■ Region pointing data:
'''

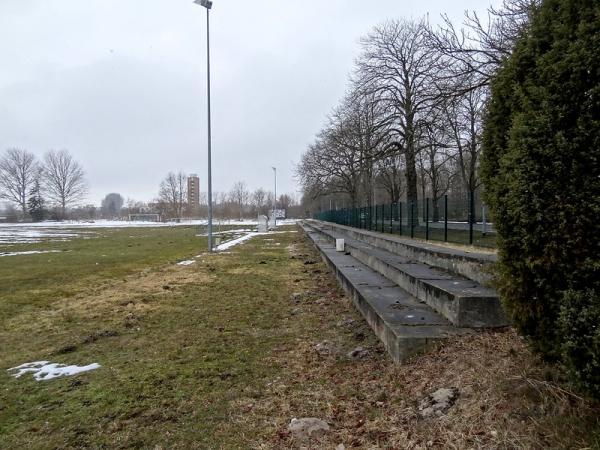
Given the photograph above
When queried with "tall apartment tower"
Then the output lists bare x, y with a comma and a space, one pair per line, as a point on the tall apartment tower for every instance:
194, 192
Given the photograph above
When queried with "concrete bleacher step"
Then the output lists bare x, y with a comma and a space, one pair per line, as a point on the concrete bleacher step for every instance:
404, 324
464, 302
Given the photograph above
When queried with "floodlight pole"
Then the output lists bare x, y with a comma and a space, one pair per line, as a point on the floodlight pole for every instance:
275, 199
208, 5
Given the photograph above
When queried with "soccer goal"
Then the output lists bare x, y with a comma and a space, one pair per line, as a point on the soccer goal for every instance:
144, 217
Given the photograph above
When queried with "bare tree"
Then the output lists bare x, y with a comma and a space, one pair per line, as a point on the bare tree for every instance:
112, 205
464, 118
64, 179
240, 196
479, 48
399, 68
341, 159
173, 192
18, 173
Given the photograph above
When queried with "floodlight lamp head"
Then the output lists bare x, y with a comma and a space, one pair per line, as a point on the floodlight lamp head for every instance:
206, 3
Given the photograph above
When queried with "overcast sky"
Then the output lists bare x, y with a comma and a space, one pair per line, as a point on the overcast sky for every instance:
121, 84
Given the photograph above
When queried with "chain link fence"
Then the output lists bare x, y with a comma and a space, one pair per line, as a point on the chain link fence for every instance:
457, 220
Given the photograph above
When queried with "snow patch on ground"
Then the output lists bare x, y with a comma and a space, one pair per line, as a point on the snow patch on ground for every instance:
185, 263
45, 370
227, 245
32, 252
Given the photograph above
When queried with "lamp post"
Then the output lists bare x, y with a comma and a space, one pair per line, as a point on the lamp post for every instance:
275, 199
208, 5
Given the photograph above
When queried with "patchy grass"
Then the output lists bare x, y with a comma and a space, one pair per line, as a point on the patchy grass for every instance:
217, 355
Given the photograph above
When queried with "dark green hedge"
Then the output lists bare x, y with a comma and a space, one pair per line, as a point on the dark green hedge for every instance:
541, 168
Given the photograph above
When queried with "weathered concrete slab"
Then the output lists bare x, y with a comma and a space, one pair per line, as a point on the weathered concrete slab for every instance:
472, 265
404, 324
462, 301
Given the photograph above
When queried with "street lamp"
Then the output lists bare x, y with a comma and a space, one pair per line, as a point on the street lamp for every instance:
208, 5
275, 199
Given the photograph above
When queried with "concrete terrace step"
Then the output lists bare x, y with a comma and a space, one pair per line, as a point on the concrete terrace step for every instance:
469, 264
405, 325
464, 302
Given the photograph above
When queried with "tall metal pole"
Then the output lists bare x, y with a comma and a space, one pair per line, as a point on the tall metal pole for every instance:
210, 239
275, 199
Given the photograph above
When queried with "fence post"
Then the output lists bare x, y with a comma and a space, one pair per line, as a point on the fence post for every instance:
471, 215
412, 218
446, 218
400, 217
427, 219
483, 224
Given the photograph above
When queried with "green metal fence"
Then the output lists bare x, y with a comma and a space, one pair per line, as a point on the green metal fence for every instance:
458, 220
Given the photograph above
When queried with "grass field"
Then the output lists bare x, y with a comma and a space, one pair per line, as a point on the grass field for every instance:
217, 355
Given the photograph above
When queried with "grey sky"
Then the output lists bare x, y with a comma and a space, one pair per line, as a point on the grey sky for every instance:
121, 83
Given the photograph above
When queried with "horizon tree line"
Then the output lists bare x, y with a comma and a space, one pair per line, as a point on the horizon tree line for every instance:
410, 124
56, 183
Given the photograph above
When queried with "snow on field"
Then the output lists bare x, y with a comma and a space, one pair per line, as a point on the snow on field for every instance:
33, 252
22, 235
31, 233
45, 370
227, 245
185, 263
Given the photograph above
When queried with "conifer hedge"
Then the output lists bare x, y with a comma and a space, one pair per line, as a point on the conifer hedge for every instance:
541, 169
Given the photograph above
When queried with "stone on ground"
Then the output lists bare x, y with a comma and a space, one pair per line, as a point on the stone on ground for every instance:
308, 428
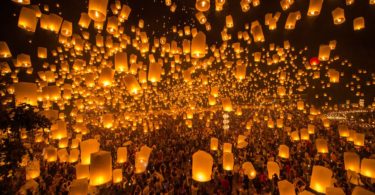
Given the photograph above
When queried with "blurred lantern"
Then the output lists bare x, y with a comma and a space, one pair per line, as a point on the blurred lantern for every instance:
320, 179
202, 166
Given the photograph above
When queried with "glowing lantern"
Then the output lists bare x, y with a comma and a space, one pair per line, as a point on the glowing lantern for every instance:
227, 147
320, 179
314, 7
87, 148
272, 169
321, 145
100, 168
352, 161
79, 187
122, 154
338, 15
286, 188
50, 154
98, 10
368, 167
202, 166
27, 19
228, 161
249, 170
202, 5
227, 105
283, 151
198, 45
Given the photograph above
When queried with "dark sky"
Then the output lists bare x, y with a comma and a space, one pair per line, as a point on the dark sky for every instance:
357, 46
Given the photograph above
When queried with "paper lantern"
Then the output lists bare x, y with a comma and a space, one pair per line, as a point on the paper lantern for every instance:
27, 19
79, 187
117, 175
359, 139
227, 147
98, 10
141, 159
202, 166
198, 45
321, 145
320, 179
82, 171
359, 23
73, 156
4, 50
286, 188
214, 143
122, 154
249, 170
100, 168
33, 170
338, 15
314, 7
284, 151
87, 148
50, 154
368, 167
202, 5
25, 93
352, 161
361, 191
273, 168
228, 161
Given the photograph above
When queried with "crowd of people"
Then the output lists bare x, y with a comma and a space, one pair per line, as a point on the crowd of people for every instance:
169, 170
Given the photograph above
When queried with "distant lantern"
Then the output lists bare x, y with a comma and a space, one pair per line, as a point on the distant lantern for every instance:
284, 151
4, 50
359, 23
314, 7
202, 166
320, 179
100, 168
272, 169
338, 15
368, 168
87, 147
27, 19
324, 52
202, 5
98, 10
286, 188
352, 161
249, 170
132, 84
228, 161
122, 154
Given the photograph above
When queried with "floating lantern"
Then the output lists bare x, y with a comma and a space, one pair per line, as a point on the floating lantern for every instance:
320, 179
202, 166
100, 168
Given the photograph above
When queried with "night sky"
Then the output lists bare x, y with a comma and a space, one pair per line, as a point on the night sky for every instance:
356, 46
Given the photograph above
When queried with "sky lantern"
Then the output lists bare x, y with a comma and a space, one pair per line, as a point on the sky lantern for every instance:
249, 170
272, 169
314, 7
98, 10
368, 167
320, 179
284, 151
100, 168
122, 154
202, 5
87, 147
27, 19
286, 188
198, 45
202, 166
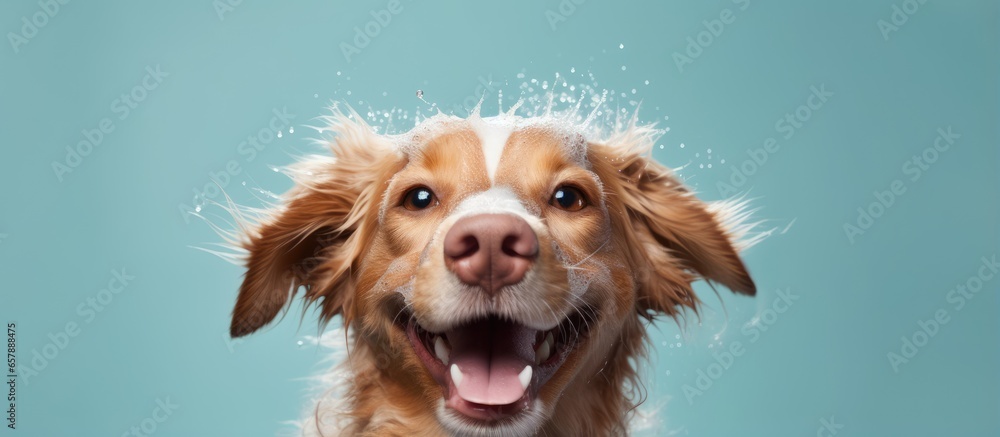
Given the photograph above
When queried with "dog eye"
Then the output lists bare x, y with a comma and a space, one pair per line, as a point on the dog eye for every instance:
419, 198
568, 198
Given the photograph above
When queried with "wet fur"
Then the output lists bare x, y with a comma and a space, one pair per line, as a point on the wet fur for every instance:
323, 240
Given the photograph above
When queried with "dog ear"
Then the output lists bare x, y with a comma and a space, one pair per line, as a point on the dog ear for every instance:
674, 235
315, 237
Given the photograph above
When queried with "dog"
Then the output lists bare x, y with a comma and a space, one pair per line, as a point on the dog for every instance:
495, 274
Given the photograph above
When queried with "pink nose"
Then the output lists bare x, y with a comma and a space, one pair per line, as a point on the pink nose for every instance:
490, 250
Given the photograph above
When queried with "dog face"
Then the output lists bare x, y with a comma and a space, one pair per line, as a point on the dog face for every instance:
501, 263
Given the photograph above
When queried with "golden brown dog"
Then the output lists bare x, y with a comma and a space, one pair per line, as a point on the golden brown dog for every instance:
494, 273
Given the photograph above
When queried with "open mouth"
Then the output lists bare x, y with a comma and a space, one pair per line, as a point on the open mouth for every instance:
492, 368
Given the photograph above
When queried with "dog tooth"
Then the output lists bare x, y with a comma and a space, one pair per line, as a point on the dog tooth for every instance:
441, 349
456, 375
524, 377
543, 352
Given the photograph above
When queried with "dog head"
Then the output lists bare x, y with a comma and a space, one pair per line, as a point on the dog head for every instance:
500, 262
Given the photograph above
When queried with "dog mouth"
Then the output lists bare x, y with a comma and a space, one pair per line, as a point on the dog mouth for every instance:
491, 368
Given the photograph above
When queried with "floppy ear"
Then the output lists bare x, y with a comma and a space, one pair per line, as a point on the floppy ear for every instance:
315, 237
673, 235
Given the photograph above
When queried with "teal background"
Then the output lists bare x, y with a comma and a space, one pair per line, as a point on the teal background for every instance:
164, 336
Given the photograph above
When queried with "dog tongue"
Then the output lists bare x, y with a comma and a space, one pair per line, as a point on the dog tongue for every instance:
491, 355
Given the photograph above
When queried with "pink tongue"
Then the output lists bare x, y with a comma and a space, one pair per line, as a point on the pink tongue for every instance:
491, 354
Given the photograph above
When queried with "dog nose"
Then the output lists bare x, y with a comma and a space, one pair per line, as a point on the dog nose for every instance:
490, 250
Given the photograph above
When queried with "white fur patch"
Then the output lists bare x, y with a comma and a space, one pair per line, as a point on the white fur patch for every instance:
496, 200
493, 133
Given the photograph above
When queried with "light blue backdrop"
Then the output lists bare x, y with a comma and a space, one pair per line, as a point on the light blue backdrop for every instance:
821, 363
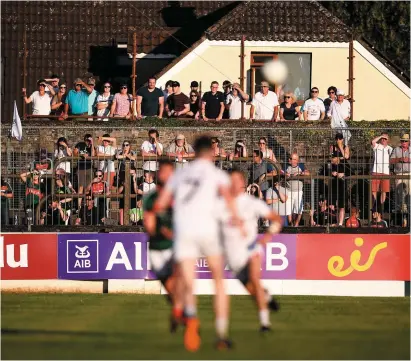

'''

■ How to complete this task: What is needed is a word-for-word repeat of every line from the line with "the dog head" to the end of the entries above; leave out the pictures.

■ Solution for this problem:
Then the output lists bare x, y with a comma and a space, one pair per line, as a point on the dog head for every instance:
500, 262
Given the photograph above
When queried with "dog mouth"
Then the output lists bare x, y with a comma and a space, one pair per line, as a point on the dog mouth for every instance:
491, 368
Given the photograph above
When queried with "floppy ear"
Then the output lists bare x, y with a comma and a space, one pair per line, as a point on the floppy ear for every instance:
315, 237
673, 235
Given the photograph above
When queried with "teal background"
Then the output lists bare x, y with a comma and a space, one pair per line, as a point on the teal background for every instance:
164, 336
Given the photograph above
When queried with "dog tongue"
Then the output lists bare x, y with a comma and a space, one pair per line, as a point on the dog tongue for every instance:
491, 355
Given the photograph above
When queried with "pink tongue"
Then the output lists bare x, y with a comma and a space, one pair per line, as a point on the pink tongue for every instance:
491, 354
Given the photograph above
When queried with "dog nose"
Then the output lists bare x, y with a comma and a space, one pair per line, as a point on the dog nose for every instance:
490, 250
Given the photograph above
When queried with "white fur patch"
Then the output lists bare x, y with a comma and a space, one pair per line, as a point on the white fur patch for every instance:
496, 200
493, 133
Given the photograph above
When queried with "light blue backdrop"
Then the output lists bare x, y with a comma and a space, one pair per line, as a point on the light blue backdrop for every instance:
821, 363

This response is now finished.